*Exercise goal*
Could you give back every line of the data below, word for word and in the same order?
[Start Given entries]
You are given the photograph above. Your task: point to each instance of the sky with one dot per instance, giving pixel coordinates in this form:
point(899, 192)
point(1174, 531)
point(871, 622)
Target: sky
[End Given entries]
*Solution to this exercise*
You are given the photograph above. Your task: point to each instance of the sky with one dot per instance, giving pixel coordinates in this form:
point(899, 192)
point(1174, 531)
point(871, 622)
Target: sky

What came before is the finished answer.